Добавить в цитаты Настройки чтения

Страница 52 из 123

«День опричника» Сорокина, удививший многих своей нарочитой простотой и отказом от большинства стилистических и концептуальных экспериментов, ранее свойственных этому автору, представляется все же не только логическим продолжением недавней «ледяной» трилогии, но и началом нового этапа в творчестве писателя[373].

Один день знатного опричника[374] Андрея Даниловича Комяги в 2028 году позволяет вскрыть все метаморфозы «одомостроенной» России. После Смуты Красной, Смуты Белой и Смуты Серой в России, согласно Комяге, случились Возрождение и Преображение. Россия отгородилась от Европы и Кавказа стенами, дружит только с Китаем: в Китае сосредоточено все производство — как и в мире «ЖД» Быкова, — без разговорного китайского чиновнику не удержаться на службе, а Америке и остальному наша страна диктует свою волю, что отчасти напоминает образ могущественной Ордуси из «евразийской симфонии» «Плохих людей нет» Хольма ван Зайчика. При этом, в соответствии со справедливым наблюдением Л. Гудкова о том, что «нынешний русский великодержавный национализм по своей природе — уже не агрессивно-миссионерский, а ностальгический, квазитрадиционалистский вариант изоляционизма»[375], описанная в «новых дистопиях» Россия никаких внешних войн не ведет (в «ЖД» Быкова эта война — фактически гражданская), что отличает нынешнюю ситуацию от изображенной литературой недавнего прошлого — тем же «Укусом ангела» П. Крусанова (2000), в котором Россия не только агрессивно воевала с другими странами, но даже, кажется, готовилась погубить весь мир[376].

Мощь России в романе Сорокина подкреплена ее техническим прогрессом — любопытно, что из всех авторов (кроме Славниковой) только Сорокин использует в своей дистопии мотивы научно-фантастических, даже киберпанковских технических новшеств: машины под управлением роботов-навигаторов мчатся по двухэтажным шоссе с невиданной скоростью[377], еду подают тоже роботы, дистанционное общение происходит при помощи голограммных изображений, на каждого гражданина России заведено полное электронное досье и т. д. При этом, что любопытно, акцентируются отнюдь не эти «гаджеты», а скорее архаические предметы средневекового русского быта[378].
···
ЗАДАНИЯ:
1) В каком году происходит один день опричника Комяги, согласно тексту о «Дне опричника»?
2) Напишите продолжение текста о «Дне опричника», начиная сразу после его последнего предложения.

ИСХОДНЫЕ ДАННЫЕ:
···
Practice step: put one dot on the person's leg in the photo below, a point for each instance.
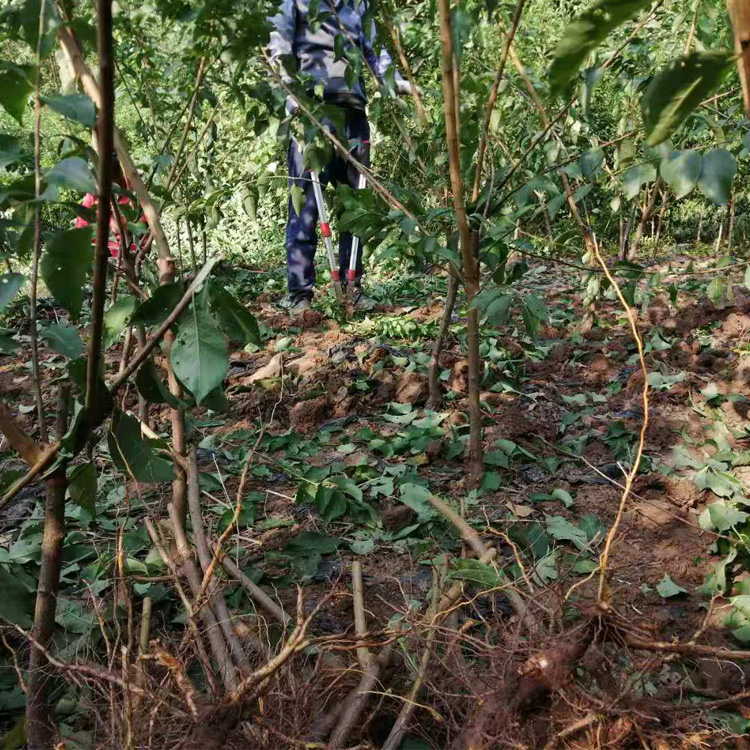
(357, 131)
(301, 230)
···
ОТВЕТЫ ПО ПОРЯДКУ:
1) В 2028 году.

2)
Изоляционистские тенденции, свойственные всем рассматриваемым романам, достигают апогея в книге Сорокина (в «ЖД» Быкова этот изоляционизм, при всей противоречивости авторской позиции[379], оценивается скорее отрицательно и становится источником государственного упадка, в сатире же Сорокина Россия от полной изоляции все же преуспела). После «реставрации лапотной России» («Голубое сало»[380]) россияне «добровольно» сожгли на Красной площади свои загранпаспорта (характер этой «добровольности» хорошо понятен тем, кто жил в советские времена…), питаются исключительно репой и квасом, вместо заимствованных слов употребляют псевдорусские жаргонизмы («мерседес» стал «мерином») и демонстрируют восторг от возвращения к «исконной» — точнее, стилизованно-средневековой — идентичности. В описанной Александром Чаяновым в 1920 году Российской крестьянской республике образца 1984 (!) года мы встречаем такой же восторженный расцвет фольклорно-русского благообразия, как и у Сорокина: «Мальчишки свистали, как в старое доброе время, в глиняные петушки, как, впрочем, они свистали и при царе Иване Васильевиче и в Великом Новгороде. Двухрядная гармоника наигрывала польку с ходом. Словом, все было по-хорошему»[381]. Использовал ли Сорокин эту повесть 1920 года как образец (и оказала ли она воздействие на роман Татьяны Толстой «Кысь»), судить сложно, но сходство романа Сорокина с некоторыми элементами крестьянской утопии Чаянова и оценка описываемого симптоматичны для нашего времени, для которого характерен в том числе кризис идентичности, реализующийся и в возврате к домодерным и тоталитаристским обычаям:

«Парадоксально и, тем не менее, верно, что кризис идентичности часто вызывает регрессию к более архаичным и примитивным ценностям: поскольку „я“ отвергает непосредственно зримые структуры самости и при этом не перестает нуждаться в самости, опасаясь остаться всего лишь абстрактной функцией идентификации, его выбор начинает определяться более старыми структурами. Чувство дезориентации, характерное для любого кризиса идентичности, может, далее, увеличить шансы на успех тоталитарных идеологий: ведь они предлагают простые решения, которые могут оказаться предпочтительнее нормативного вакуума; они приманивают обещанием общности, которая была разрушена кризисом коллективной идентичности и которая по-прежнему остается предметом страстного стремления»[382].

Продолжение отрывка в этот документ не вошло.